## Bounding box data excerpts
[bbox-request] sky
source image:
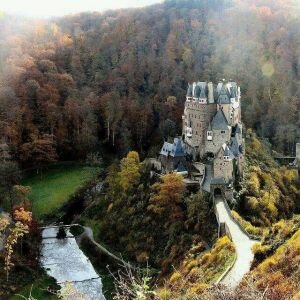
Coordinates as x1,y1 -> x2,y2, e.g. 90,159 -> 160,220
0,0 -> 162,17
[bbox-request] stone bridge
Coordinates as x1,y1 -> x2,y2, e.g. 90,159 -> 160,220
214,195 -> 257,287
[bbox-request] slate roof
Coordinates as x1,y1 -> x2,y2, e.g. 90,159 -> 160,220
230,136 -> 240,156
176,161 -> 187,172
160,138 -> 185,157
186,84 -> 193,97
222,144 -> 234,158
210,177 -> 226,184
211,109 -> 228,130
194,85 -> 201,98
198,82 -> 207,98
218,84 -> 230,104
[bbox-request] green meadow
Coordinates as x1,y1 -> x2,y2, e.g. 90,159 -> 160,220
22,164 -> 92,219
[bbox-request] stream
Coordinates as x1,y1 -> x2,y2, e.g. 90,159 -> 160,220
40,226 -> 105,300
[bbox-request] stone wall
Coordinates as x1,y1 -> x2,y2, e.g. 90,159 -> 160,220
213,152 -> 233,182
183,101 -> 217,156
296,143 -> 300,160
159,155 -> 186,173
205,129 -> 230,154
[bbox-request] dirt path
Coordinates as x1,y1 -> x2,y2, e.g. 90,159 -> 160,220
75,225 -> 132,267
215,196 -> 257,287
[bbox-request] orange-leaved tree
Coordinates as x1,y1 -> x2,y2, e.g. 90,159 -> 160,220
148,173 -> 185,225
119,151 -> 141,193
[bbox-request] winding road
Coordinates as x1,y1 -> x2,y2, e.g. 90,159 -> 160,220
77,224 -> 132,268
215,196 -> 257,287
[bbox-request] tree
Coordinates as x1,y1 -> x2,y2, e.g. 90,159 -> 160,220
148,173 -> 185,224
120,151 -> 141,194
4,221 -> 29,281
21,134 -> 57,172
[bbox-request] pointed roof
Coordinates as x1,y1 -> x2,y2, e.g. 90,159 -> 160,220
194,85 -> 201,98
186,84 -> 193,97
176,161 -> 187,172
160,138 -> 185,157
211,109 -> 228,130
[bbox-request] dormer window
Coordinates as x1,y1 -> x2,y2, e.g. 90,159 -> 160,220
207,131 -> 213,141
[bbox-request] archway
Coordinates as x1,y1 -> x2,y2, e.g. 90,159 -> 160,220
214,188 -> 222,197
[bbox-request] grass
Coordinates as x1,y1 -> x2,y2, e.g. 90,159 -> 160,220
22,164 -> 92,219
9,272 -> 59,300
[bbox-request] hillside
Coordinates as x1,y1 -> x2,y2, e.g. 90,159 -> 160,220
0,0 -> 300,300
0,0 -> 300,165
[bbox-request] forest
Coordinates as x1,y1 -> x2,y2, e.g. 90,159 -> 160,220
0,0 -> 300,166
0,0 -> 300,300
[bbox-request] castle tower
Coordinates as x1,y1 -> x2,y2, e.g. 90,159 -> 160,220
182,81 -> 241,159
182,82 -> 217,158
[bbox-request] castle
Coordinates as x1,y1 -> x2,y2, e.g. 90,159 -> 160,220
160,81 -> 245,197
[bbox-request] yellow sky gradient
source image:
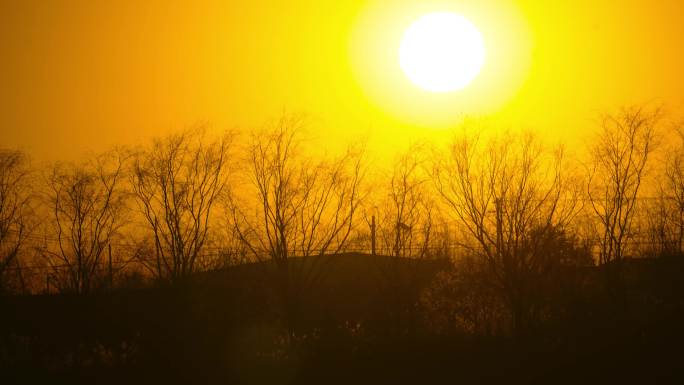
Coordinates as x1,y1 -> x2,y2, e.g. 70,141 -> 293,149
0,0 -> 684,160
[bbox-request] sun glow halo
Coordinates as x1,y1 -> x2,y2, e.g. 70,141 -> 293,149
399,12 -> 485,93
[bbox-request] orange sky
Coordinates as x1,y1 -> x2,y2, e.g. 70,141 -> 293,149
0,0 -> 684,160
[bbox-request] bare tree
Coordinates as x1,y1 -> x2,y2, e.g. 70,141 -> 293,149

## Instructions for the task
Lay out the records from the line containing "[bbox-request] pointed roof" through the end of the records as a Markdown table with the columns No. and Line. Give each line its own numbered row, skip blank lines, and leave out the pictures.

## Complete answer
| No. | Line |
|---|---|
| 1 | [bbox-request] pointed roof |
| 2 | Coordinates as x1,y1 -> x2,y2, e.g. 90,159 -> 160,220 |
| 3 | 194,85 -> 201,98 |
| 4 | 186,84 -> 193,97 |
| 5 | 176,161 -> 187,172 |
| 6 | 160,138 -> 185,157 |
| 7 | 211,109 -> 228,130 |
| 8 | [bbox-request] dormer window |
| 9 | Coordinates as x1,y1 -> x2,y2, e.g. 90,159 -> 160,220 |
| 10 | 207,131 -> 213,141 |
| 11 | [bbox-request] archway |
| 12 | Coordinates as x1,y1 -> x2,y2, e.g. 90,159 -> 160,220 |
| 13 | 214,188 -> 222,197 |
| 14 | [bbox-request] grass |
| 15 | Coordinates as x1,y1 -> x2,y2, e.g. 90,159 -> 160,220 |
| 16 | 22,164 -> 92,219 |
| 17 | 9,272 -> 59,300 |
| 18 | [bbox-request] hillside |
| 19 | Coordinates as x1,y1 -> x2,y2, e.g. 90,159 -> 160,220 |
| 20 | 0,0 -> 300,300 |
| 21 | 0,0 -> 300,165 |
| 22 | [bbox-request] forest |
| 23 | Coordinates as x1,y1 -> x2,y2, e.g. 90,159 -> 160,220 |
| 24 | 0,0 -> 300,166 |
| 25 | 0,0 -> 300,300 |
| 26 | [bbox-request] castle tower |
| 27 | Coordinates as x1,y1 -> x2,y2, e.g. 90,159 -> 160,220 |
| 28 | 182,81 -> 241,159 |
| 29 | 182,82 -> 217,158 |
| 30 | [bbox-request] castle |
| 31 | Coordinates as x1,y1 -> x2,y2, e.g. 90,159 -> 160,220 |
| 32 | 160,81 -> 245,197 |
| 33 | [bbox-request] yellow sky gradient |
| 34 | source image: |
| 35 | Coordinates as x1,y1 -> x2,y2, e.g. 70,141 -> 293,149 |
| 36 | 0,0 -> 684,160 |
| 37 | [bbox-request] sun glow halo |
| 38 | Coordinates as x1,y1 -> x2,y2, e.g. 70,141 -> 293,149 |
| 39 | 399,12 -> 485,93 |
| 40 | [bbox-request] orange sky |
| 41 | Coordinates as x1,y1 -> x2,y2, e.g. 70,141 -> 293,149 |
| 42 | 0,0 -> 684,160 |
| 43 | [bbox-request] bare tree |
| 44 | Coordinates as x1,y1 -> x2,y2, e.g. 70,141 -> 293,149 |